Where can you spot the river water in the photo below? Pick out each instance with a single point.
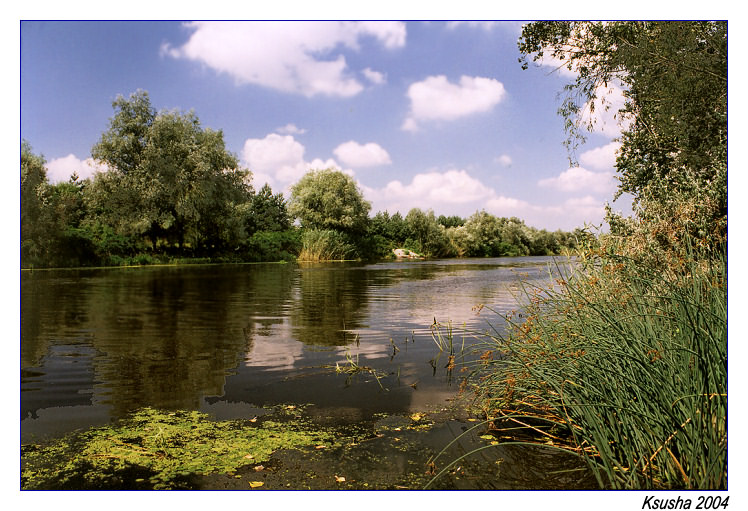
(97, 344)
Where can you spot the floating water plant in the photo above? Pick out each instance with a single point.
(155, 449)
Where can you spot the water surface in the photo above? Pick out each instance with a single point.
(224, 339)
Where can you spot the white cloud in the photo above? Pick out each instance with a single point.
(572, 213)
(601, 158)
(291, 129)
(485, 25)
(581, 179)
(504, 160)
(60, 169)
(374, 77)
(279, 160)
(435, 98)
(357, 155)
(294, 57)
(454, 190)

****************************************

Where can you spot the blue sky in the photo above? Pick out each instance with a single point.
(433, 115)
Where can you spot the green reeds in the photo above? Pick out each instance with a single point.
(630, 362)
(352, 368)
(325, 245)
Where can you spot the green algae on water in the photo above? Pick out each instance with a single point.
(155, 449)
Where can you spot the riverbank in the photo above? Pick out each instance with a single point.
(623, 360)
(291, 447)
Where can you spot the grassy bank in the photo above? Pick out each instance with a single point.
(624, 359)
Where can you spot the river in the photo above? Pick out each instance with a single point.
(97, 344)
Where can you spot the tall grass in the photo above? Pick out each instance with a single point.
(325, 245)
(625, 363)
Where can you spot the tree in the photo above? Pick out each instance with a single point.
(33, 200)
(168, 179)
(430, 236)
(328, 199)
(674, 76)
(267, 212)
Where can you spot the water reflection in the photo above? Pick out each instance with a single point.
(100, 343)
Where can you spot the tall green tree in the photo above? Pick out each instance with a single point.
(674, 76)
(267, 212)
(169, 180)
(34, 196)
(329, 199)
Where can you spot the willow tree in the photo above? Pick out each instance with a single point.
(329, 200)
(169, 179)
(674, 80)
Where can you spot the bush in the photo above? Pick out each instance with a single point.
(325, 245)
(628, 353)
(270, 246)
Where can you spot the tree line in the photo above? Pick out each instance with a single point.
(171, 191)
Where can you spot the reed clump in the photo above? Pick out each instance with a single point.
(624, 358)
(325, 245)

****************************************

*Work instructions*
Copy every row above that contains the string "tall".

*Answer for this exercise*
Where can you spot the tall grass in the photo above? Pick out each instance with a single point.
Where can you spot the tall green tree in the photo above? Pick out each instance with a single point.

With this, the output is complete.